:: Direction ::
Rewrite everything from the start of the rows down to and including the line that contains "[(188, 209)]" as a JSON list of strings, one string per line, with blank lines left out.

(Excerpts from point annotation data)
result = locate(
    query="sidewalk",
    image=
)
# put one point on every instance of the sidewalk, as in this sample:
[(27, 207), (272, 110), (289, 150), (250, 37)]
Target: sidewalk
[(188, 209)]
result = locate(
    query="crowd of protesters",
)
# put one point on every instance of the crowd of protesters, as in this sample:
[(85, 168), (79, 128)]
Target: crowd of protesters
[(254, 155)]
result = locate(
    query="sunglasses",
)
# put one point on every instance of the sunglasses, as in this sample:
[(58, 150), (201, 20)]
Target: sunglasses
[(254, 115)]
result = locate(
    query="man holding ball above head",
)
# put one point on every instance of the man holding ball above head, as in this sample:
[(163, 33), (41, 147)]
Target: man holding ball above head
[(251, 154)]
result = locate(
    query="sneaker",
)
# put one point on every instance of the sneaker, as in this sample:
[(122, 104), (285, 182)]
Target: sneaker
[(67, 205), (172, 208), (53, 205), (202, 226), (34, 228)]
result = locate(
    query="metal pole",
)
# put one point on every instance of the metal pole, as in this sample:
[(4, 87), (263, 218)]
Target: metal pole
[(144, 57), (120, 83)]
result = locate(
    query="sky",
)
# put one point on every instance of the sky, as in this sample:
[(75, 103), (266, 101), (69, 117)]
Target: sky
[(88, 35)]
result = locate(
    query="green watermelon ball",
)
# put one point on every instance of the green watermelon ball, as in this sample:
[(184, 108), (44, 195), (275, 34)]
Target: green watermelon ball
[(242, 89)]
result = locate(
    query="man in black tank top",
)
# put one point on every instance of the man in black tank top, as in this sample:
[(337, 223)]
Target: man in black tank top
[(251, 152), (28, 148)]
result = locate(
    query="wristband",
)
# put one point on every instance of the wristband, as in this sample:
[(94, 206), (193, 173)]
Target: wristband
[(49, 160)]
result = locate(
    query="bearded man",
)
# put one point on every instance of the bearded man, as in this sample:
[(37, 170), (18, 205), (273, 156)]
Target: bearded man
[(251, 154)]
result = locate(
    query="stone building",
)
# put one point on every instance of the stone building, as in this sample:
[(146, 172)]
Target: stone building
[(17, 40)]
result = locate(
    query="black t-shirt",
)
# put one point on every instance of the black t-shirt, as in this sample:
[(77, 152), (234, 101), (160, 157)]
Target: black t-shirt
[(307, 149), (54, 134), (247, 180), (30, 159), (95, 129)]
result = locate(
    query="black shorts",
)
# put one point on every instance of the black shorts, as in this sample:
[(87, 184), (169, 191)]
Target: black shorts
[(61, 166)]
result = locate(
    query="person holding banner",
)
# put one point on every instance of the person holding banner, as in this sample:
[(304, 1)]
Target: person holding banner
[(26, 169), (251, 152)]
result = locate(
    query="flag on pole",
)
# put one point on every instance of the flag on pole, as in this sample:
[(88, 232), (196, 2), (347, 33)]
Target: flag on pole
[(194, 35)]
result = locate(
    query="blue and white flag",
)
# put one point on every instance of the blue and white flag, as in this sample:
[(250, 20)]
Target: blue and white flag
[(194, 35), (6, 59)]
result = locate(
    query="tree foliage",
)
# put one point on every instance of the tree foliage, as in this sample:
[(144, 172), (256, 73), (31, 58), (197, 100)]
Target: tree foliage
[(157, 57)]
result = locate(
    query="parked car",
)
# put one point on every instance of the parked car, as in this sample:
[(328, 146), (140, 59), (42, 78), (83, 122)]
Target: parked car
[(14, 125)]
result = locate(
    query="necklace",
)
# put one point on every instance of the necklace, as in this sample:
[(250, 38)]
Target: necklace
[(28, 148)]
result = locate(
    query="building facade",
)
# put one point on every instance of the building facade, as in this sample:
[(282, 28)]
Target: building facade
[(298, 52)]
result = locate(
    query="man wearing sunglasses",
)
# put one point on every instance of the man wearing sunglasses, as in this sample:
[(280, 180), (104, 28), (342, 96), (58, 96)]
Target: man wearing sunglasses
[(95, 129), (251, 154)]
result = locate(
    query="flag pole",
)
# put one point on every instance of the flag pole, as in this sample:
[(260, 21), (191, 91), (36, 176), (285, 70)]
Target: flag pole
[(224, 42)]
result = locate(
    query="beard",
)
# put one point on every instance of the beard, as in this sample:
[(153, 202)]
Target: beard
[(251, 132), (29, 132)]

:: In response ::
[
  "result = locate(",
  "    query=\"sidewalk\",",
  "    image=",
  ")",
  "# put one point on every instance of the sidewalk, as in this sample:",
  "[(27, 207), (272, 110), (289, 150), (250, 37)]",
  "Target: sidewalk",
  "[(188, 209)]"
]